## Task:
Your task is to return all of the entries below exactly, leaving out each picture.

## Provided entries:

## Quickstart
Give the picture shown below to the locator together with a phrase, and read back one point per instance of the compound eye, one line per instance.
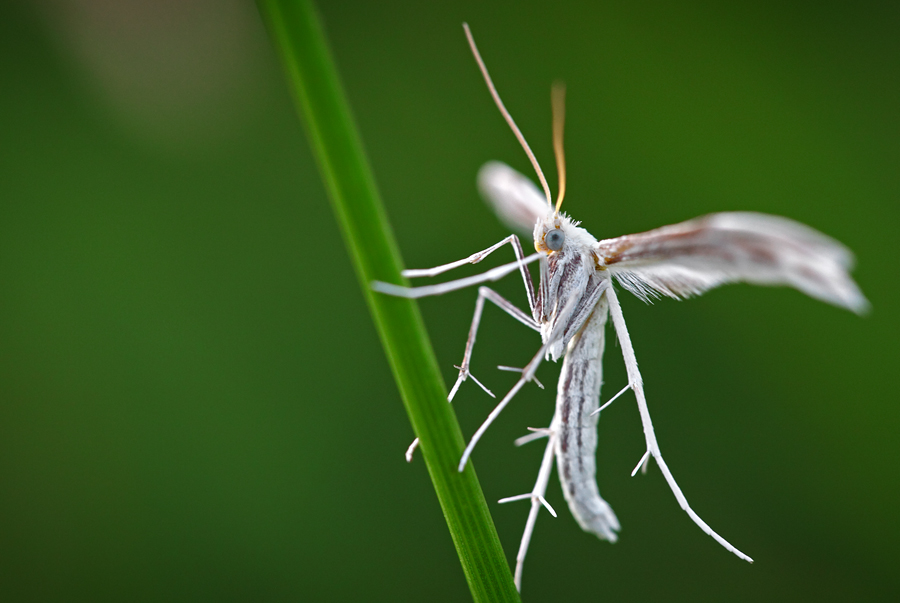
(555, 239)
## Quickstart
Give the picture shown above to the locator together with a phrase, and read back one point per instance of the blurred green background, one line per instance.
(193, 401)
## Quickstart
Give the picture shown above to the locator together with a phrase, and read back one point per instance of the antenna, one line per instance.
(558, 100)
(508, 117)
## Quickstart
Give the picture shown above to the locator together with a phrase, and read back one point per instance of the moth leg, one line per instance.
(572, 317)
(494, 274)
(477, 257)
(634, 378)
(537, 499)
(502, 303)
(491, 295)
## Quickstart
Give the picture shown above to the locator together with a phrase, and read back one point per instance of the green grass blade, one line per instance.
(298, 36)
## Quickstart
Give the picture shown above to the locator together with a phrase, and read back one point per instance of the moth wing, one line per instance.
(692, 257)
(515, 199)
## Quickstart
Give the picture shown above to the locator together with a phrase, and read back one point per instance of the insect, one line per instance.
(576, 297)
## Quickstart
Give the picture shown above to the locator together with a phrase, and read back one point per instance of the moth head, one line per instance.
(551, 234)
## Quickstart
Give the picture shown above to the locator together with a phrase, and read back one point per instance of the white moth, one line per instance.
(576, 297)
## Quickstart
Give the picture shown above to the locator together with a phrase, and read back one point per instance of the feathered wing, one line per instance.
(692, 257)
(514, 198)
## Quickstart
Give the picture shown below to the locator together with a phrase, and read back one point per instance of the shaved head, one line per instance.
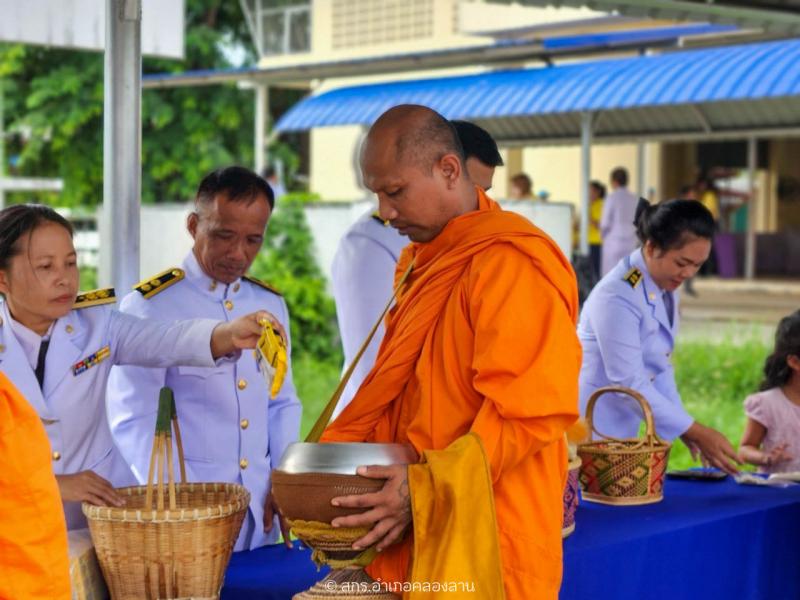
(418, 135)
(413, 161)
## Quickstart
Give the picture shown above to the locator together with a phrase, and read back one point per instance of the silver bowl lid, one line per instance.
(341, 457)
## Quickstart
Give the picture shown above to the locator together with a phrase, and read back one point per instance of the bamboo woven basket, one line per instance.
(623, 471)
(178, 548)
(571, 497)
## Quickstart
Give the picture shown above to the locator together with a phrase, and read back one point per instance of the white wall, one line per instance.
(165, 241)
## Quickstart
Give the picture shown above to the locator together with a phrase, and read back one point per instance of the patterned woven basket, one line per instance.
(178, 548)
(571, 497)
(623, 471)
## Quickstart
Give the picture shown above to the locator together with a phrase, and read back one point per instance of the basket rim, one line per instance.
(239, 502)
(636, 500)
(602, 446)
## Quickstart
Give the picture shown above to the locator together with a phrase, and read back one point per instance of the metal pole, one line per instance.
(641, 169)
(261, 122)
(2, 150)
(586, 174)
(122, 139)
(750, 240)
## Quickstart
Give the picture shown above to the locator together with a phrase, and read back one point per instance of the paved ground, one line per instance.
(724, 308)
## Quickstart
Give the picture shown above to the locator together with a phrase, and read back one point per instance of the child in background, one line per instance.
(771, 438)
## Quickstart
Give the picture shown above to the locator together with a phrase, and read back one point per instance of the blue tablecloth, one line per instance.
(705, 540)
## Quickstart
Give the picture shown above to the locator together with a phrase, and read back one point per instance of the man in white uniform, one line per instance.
(231, 430)
(364, 264)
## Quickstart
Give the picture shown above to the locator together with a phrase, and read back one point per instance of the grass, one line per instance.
(714, 377)
(315, 381)
(713, 380)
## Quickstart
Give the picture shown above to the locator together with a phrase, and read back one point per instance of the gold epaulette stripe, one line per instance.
(377, 217)
(95, 298)
(263, 284)
(633, 277)
(153, 285)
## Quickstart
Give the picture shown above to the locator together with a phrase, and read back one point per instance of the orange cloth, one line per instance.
(33, 533)
(483, 339)
(452, 500)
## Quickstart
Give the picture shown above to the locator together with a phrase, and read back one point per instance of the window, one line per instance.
(279, 26)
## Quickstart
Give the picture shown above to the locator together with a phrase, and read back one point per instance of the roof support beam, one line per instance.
(701, 117)
(586, 175)
(750, 240)
(633, 137)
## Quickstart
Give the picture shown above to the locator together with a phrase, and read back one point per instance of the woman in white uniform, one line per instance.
(629, 324)
(59, 351)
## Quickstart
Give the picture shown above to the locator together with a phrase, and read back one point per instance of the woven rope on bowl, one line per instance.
(324, 538)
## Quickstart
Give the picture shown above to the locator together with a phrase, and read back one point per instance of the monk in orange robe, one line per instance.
(34, 562)
(481, 341)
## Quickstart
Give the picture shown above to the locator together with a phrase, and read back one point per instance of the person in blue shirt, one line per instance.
(58, 350)
(629, 324)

## Result for this task:
## Quickstart
Give the picture shown below to the locator together with a phrase, and read back one point per instance of the compound eye, one line per instance.
(555, 239)
## Quickstart
Give the picture shown above to the locator together with a phrase, and read back one point per instance of the blurred green background, one line per instance.
(193, 401)
## Quickstart
Give the picture shown above to the locator together with a phrase, and read back one point per instance of the antenna, one line per instance.
(558, 100)
(508, 117)
## Quickstart
Give the picture shown above to the locator together with a phrase, and read back one point per instance of the moth leg, one line per instance.
(572, 317)
(494, 274)
(477, 257)
(634, 378)
(537, 499)
(502, 303)
(491, 295)
## Quickstart
Give the picture shown above to the locator together with a phrase, and read back one point per instance of the green grass blade, one line per instance.
(298, 36)
## Quickstart
Give the picture shown above to the locator together with a phrase, and read back one point per instance of the moth wing, one line per instance.
(692, 257)
(515, 199)
## Quickstart
Give the picture shown above to the locator together with a phrase, and read back one point per instance of the insect, one line per instance.
(576, 297)
## Quickstart
Give the picture shown above to the locator together with a phrase, and read back one point per instance of the moth head, one line per instance.
(551, 234)
## Quickstart
Give the picture shown above to the locator together with a phrase, and read back one point per instance of the white moth, one line per instance.
(576, 297)
## Quickstart
Give the picture shown above to the locator together with a phrase, and read back one point per instance of the feathered wing, one line per instance.
(692, 257)
(514, 198)
## Quickstart
Give the picture shown below to the locator together with a phrase, and read back one point per instance of the shaved head, one line per instance.
(418, 135)
(413, 161)
## Quickstart
Give the picture shown above to the locator together with a phrase, and read back one point per instance of the silver bowl lid, one line per instance.
(341, 457)
## Quickstart
Give the picture shown above to the locator together with a phrase, and read back one point per instance of the bamboo woven basket, one line per instance.
(623, 471)
(178, 548)
(571, 497)
## Quickstart
Give the picture shown above to the locator together with a phrase, and read back one point per instance of the white wall, one line per instance.
(165, 241)
## Quickstart
Give the picture shown above to the locator together with a phrase, and read back one point per instance of the patterned woven basket, one line per instance.
(178, 548)
(571, 497)
(623, 471)
## Quickstart
Give the picture shown above to the locator together with a phrase, and read back one point per instance of the basket rim, one line per instance.
(239, 502)
(636, 500)
(602, 446)
## Quickstart
Give the picture shown above to the locator together with a phrase, and read back one point per instance of the metal pole, one line per instance.
(641, 169)
(261, 122)
(2, 150)
(586, 174)
(122, 139)
(750, 240)
## Quickstart
Give the picture shown above to the locator together with a phrase, and read back one point per instance of the paved ground, one line per instance.
(724, 308)
## Quickstart
Give the picture shown above to the locator together with a phrase, and read back one point per instance of the child in background, one line per instance.
(771, 438)
## Quickstart
Give the picture shown above to the locator together with a phrase, and read back one point per instance of the blue tablecloth, one line per instance.
(705, 540)
## Quickstart
Give the picture shown above to the locator together with a phrase, and read back one point per instance of the man in white uniform, one line per instance.
(231, 430)
(364, 264)
## Quickstart
Give the picture shown above to the locator together with a phrase, and read back one point per instance of the grass, one line per instance.
(714, 377)
(315, 381)
(713, 380)
## Quickstart
Give the picture shown above to the locator together with a phrase, and read back one point per instance of the gold epaulette stripe, one line per instance.
(377, 217)
(95, 298)
(263, 284)
(633, 277)
(153, 285)
## Quickstart
Give the picture shown above to the locator together with a phrase, and read back one point per instance of the orange cloth, one line per instance.
(33, 533)
(483, 339)
(452, 500)
## Quickstart
Give the picture shown above to the locator together with a phrase, and read back one point per instance of the window, one line per instance.
(279, 26)
## Quickstart
Give the picture shown above to the locator together with a phrase, and read back one point per instance of the roof support beam, one line per instance.
(701, 117)
(586, 175)
(750, 240)
(633, 137)
## Quickstart
Give the picture shown above to the locator together with a phrase, and read back one point per instance of the woman in white uniform, one line per instance.
(629, 324)
(59, 351)
## Quickstart
Give the picture shown above to the locator together with a phrase, and read back one point per instance of the woven rope on bowl, one line per instance.
(324, 538)
## Quickstart
Give the picture shown above to the locator together with a phrase, and read back one point per instance of the monk in orange robe, one line per instance.
(34, 562)
(481, 341)
## Quickstart
Give the picture shown above to the locator together with a phrase, and read back one point per instance of the person in blue shirt, one line per instance.
(58, 350)
(629, 324)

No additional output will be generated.